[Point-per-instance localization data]
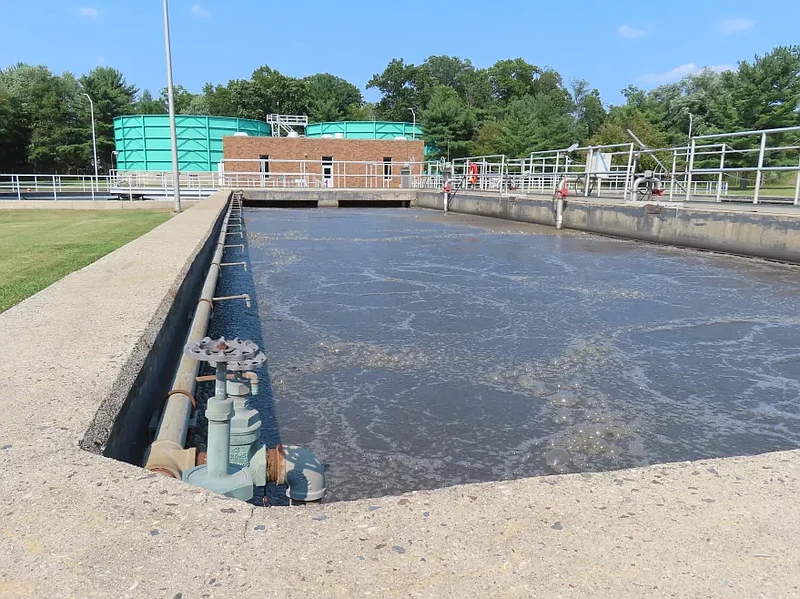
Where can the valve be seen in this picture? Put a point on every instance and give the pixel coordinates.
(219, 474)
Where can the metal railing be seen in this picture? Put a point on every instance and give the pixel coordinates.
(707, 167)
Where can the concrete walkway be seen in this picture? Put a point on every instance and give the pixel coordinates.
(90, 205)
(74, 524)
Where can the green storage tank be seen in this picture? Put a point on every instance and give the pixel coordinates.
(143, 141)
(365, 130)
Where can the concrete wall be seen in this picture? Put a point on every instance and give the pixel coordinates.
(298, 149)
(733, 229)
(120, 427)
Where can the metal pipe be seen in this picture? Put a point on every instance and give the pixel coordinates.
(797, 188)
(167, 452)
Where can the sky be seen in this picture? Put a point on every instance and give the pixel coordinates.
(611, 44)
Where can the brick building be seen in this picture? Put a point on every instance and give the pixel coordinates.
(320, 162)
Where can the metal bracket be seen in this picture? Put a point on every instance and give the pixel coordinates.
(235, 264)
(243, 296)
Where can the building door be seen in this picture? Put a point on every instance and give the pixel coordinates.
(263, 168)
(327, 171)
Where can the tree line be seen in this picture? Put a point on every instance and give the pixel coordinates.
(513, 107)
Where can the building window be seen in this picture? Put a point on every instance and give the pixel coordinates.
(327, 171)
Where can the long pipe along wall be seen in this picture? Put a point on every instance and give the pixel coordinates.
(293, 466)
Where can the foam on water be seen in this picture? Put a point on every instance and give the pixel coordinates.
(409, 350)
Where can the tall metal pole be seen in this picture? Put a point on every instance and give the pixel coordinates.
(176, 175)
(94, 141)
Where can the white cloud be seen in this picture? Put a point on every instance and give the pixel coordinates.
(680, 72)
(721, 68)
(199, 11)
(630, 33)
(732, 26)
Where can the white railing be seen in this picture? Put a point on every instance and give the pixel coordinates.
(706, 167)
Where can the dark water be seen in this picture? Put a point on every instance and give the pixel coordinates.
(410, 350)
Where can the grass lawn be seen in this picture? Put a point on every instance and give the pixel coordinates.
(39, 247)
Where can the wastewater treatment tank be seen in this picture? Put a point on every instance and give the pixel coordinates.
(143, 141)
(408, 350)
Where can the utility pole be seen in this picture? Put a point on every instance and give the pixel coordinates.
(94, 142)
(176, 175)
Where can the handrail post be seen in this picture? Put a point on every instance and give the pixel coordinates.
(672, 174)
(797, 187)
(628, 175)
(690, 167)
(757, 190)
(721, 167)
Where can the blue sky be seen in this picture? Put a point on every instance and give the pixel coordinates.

→ What you have to do: Your output should be an exact copy of the lines from the one containing "Where can the foam" through the last line of the data above.

→ Completed task:
Where can the foam on water be seen in this picture? Put a point on every instance and give the pixel coordinates.
(409, 350)
Where can the tall metal pole be seen in this picture? Put a point on every instance and give the pixel coordinates.
(176, 175)
(94, 141)
Where can the white cloud be seen in this picture? Put a point on every instance and give the pixel coordinates.
(680, 72)
(721, 68)
(199, 11)
(630, 33)
(732, 26)
Where can the white railing be seen in this picture? Put a point on every instance and give the pixel coordinates.
(706, 167)
Where can the dark water be seen in this picture? Put a point on every instance and give the pixel coordinates.
(410, 350)
Where can the grass lawn be seen in this picture? Put a point on every instance and give the pixel coordinates.
(39, 247)
Where can the wastewater treatment tank be seen in this picture? Put a point on every instance and give the pixel coordinates.
(143, 141)
(408, 350)
Where can the utility pole be seen in this picture? Put a point on every instance and give the pixel coordinates.
(94, 142)
(176, 175)
Where can the handrail post be seen in this picture? Put a point on every instance and give the pixel coordinates.
(672, 174)
(797, 187)
(628, 175)
(690, 167)
(757, 190)
(721, 167)
Where can the blue sky be seen in this picture? Put a point on every instance and give the pixel coordinates.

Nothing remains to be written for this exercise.